MISE EN PRATIQUE
a – Répondez à ces questions sur l'extrait consacré au film sur Sabine :
(i) Dans quelle région se trouve le « lieu de vie » où Sabine est filmée ?
(ii) Avec quel format et pendant quelle décennie les anciennes images ont-elles été tournées ?
(iii) À quel âge Sabine a-t-elle été internée, et pour combien de temps ?
b – D'après l'extrait consacré au film sur Sabine, en quoi les images d'aujourd'hui s'opposent-elles aux images tournées en super 8 ? Répondez en une à trois phrases.
c – Relevez dans l'extrait consacré au film sur Sabine tout ce que la jeune Sabine aime ou fait sur les images des années 80.
---------- EXTRAIT DU DOCUMENT ----------
Sandrine Bonnaire a une soeur qui s’appelle Sabine, son premier film lui est consacré. Dans un documentaire patient et sans détour, Sandrine Bonnaire filme sa soeur autiste entourée d’autres malades et d’un personnel exemplaire dans ce qu’on appelle un « lieu de vie » en Charente. Le film retrace aussi l’histoire de sa maladie. Depuis toujours, Sandrine Bonnaire filme sa soeur. Egrenées parmi les images d’aujourd’hui, des images granuleuses tournées en super 8 dans les années 80 montrent Sabine à son adolescence, visage farouche et sauvage, ses yeux noirs plantés dans l’objectif. La jeune fille, effrontée bouleversante, semble épanouie, vivante, elle aime la musique, joue du Schubert, se baigne en riant avec sa soeur, danse, voyage. Face à ces images brillantes d’un temps de bonheur, les images d’aujourd’hui montrent Sabine, grossie, enlaidie, abrutie par les médicaments, ralentie. Sandrine raconte en off, l’internement de sa sœur à 28 ans, pendant trois ans dans un hôpital psychiatrique et sa sortie, méconnaissable.
---------- DONNÉES FOURNIES ----------
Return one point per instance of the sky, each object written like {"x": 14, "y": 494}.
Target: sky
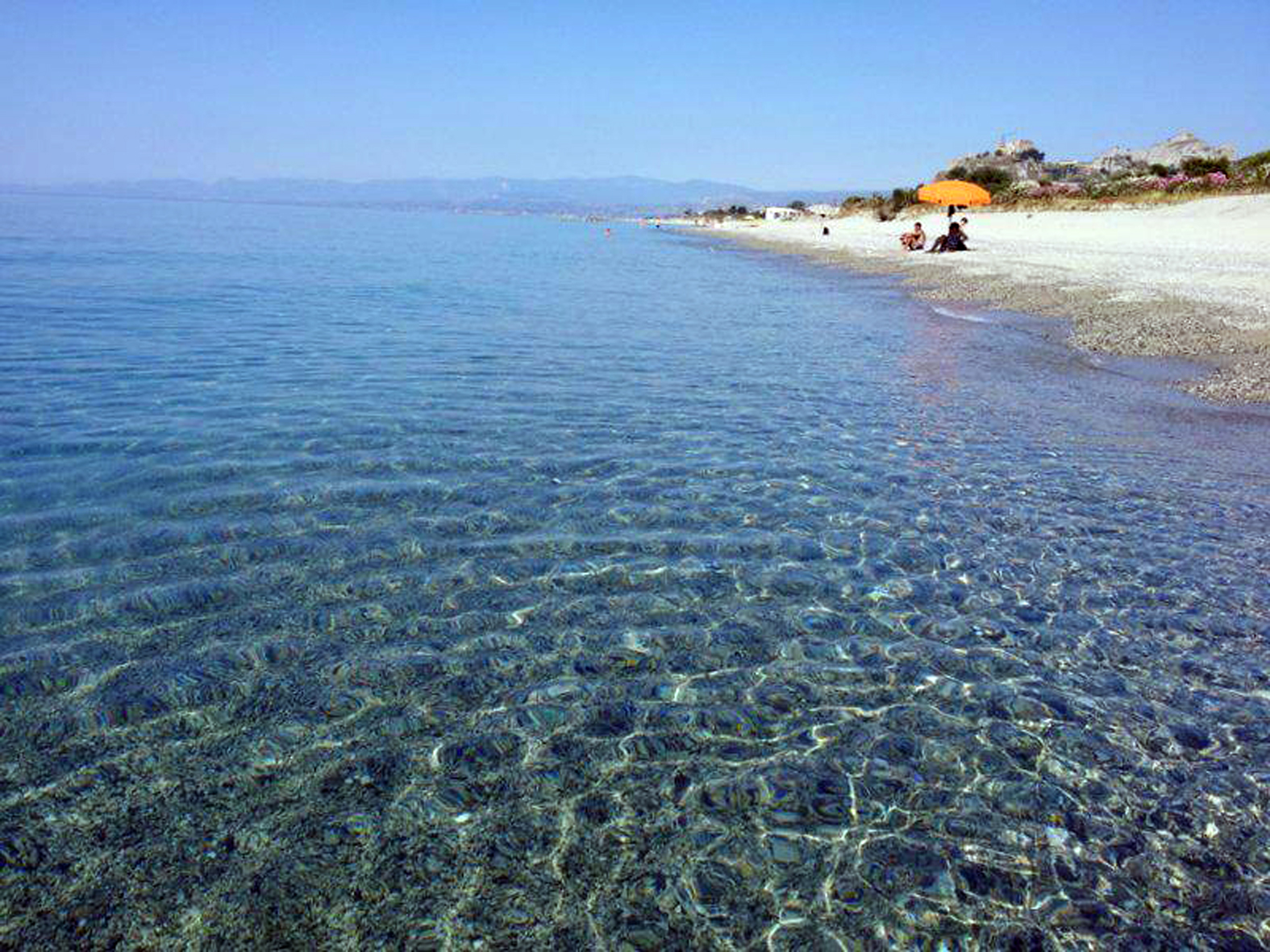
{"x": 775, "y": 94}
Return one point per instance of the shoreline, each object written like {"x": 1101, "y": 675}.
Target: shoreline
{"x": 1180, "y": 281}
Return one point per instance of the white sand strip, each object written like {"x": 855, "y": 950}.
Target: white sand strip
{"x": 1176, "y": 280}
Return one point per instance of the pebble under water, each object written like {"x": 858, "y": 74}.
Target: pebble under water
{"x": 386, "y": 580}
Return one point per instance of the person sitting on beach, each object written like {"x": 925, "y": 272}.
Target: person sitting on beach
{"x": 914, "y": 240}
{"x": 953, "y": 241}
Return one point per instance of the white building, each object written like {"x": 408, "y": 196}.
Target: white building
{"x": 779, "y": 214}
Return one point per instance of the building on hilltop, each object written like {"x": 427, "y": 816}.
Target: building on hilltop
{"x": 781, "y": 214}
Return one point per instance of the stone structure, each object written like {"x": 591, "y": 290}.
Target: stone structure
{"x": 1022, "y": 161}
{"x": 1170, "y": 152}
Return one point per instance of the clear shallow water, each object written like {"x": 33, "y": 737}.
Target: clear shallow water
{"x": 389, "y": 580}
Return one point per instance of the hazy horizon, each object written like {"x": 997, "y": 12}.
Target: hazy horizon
----------
---------- DONNÉES FOURNIES ----------
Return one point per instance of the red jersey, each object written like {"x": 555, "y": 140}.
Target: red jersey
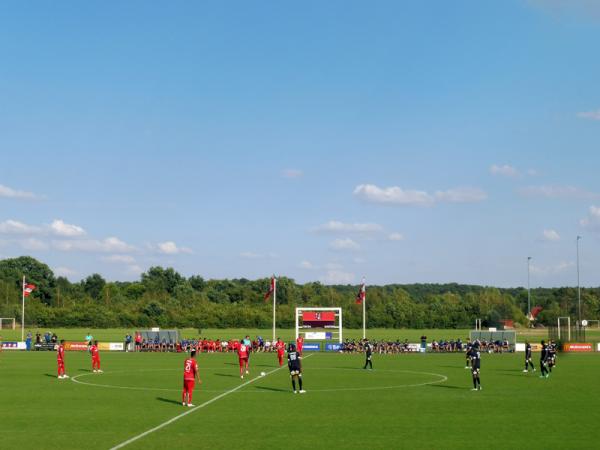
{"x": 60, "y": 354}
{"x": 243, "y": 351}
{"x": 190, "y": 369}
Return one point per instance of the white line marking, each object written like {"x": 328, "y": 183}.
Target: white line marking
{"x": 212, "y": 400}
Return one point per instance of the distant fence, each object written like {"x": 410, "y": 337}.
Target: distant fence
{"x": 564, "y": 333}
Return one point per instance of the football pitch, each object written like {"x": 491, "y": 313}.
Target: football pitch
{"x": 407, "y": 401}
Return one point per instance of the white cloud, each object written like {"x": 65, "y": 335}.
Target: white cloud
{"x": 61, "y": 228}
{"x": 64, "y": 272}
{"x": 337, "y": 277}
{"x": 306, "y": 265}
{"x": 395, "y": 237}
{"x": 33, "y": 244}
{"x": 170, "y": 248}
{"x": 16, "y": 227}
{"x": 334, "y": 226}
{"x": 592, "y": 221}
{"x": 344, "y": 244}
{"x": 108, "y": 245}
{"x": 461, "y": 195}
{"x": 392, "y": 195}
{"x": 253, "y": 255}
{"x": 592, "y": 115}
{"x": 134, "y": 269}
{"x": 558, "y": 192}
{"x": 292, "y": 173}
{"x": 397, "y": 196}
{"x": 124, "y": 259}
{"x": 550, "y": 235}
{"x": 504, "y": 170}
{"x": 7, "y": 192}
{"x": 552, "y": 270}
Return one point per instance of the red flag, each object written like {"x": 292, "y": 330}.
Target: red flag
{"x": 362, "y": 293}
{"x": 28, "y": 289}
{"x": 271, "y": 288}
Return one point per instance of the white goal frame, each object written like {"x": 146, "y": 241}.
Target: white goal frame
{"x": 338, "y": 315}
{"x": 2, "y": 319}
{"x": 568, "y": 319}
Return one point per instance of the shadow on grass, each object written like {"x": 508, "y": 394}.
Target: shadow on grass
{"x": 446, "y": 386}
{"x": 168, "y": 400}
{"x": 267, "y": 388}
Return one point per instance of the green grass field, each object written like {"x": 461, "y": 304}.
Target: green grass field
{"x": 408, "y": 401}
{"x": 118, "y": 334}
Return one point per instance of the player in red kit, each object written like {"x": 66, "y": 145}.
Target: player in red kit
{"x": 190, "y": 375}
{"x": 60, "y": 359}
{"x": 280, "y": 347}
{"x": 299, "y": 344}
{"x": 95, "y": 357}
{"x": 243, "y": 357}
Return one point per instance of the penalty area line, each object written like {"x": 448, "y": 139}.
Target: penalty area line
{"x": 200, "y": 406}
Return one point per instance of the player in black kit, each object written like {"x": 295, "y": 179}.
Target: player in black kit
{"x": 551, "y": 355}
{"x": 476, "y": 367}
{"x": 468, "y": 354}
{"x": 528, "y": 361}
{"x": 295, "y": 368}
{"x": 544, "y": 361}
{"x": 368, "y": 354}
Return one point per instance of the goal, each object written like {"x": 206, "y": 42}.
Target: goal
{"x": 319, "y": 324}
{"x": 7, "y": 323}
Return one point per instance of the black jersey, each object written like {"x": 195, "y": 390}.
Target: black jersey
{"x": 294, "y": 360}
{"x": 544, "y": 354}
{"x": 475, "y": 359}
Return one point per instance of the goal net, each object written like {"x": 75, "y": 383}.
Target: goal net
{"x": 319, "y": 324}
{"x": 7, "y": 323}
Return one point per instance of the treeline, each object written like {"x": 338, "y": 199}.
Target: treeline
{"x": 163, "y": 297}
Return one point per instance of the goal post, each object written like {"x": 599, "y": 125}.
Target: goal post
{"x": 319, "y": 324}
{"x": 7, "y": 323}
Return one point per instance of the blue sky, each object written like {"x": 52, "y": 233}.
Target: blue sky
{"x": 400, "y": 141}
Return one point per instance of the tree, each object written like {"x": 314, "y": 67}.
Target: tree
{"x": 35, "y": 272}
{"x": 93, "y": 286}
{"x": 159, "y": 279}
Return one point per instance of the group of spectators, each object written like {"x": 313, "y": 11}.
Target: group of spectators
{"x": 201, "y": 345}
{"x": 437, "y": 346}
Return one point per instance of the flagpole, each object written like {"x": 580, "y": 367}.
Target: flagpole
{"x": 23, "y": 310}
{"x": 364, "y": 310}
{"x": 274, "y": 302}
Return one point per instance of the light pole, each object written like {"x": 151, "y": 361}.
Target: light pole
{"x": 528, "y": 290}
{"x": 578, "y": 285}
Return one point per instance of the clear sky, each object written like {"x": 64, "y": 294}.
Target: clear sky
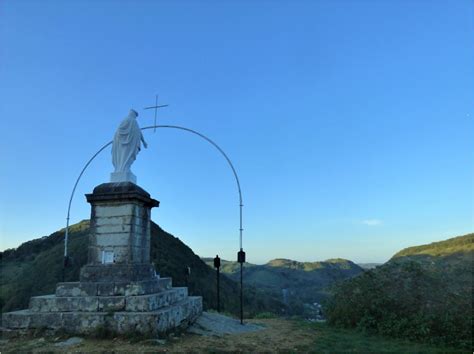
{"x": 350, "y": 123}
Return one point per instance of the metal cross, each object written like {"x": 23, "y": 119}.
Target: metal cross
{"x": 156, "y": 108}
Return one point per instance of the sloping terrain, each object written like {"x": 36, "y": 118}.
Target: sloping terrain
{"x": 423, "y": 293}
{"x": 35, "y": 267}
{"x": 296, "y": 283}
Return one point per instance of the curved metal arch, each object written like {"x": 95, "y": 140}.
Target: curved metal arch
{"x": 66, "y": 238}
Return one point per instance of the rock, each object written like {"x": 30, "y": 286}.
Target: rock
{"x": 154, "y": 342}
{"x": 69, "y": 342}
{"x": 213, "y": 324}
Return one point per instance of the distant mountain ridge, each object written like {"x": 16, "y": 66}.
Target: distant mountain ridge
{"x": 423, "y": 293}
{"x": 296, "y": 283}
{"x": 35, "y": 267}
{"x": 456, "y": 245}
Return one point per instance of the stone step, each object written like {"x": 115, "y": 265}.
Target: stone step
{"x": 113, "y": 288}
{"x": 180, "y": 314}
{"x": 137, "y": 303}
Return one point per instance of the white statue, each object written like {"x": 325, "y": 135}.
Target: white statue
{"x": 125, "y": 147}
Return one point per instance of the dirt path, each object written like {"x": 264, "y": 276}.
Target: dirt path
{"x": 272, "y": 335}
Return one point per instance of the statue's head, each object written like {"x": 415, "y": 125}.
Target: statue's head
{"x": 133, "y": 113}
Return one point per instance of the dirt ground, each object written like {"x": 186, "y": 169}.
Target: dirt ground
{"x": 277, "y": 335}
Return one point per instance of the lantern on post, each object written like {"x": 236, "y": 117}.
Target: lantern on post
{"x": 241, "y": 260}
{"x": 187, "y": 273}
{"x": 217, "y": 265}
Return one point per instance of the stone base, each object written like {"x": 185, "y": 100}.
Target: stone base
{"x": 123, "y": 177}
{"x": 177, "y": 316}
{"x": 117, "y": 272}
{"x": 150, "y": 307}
----------
SOLUTIONS DANS L'ORDRE
a –
(i) En Charente.
(ii) En super 8, dans les années 80.
(iii) À 28 ans, pendant trois ans.

b – Les images en super 8 montrent un temps de bonheur, avec une Sabine épanouie et vivante. Celles d'aujourd'hui la montrent grossie, enlaidie, ralentie et abrutie par les médicaments.

c –
- elle aime la musique
- elle joue du Schubert
- elle se baigne en riant avec sa sœur
- elle danse
- elle voyage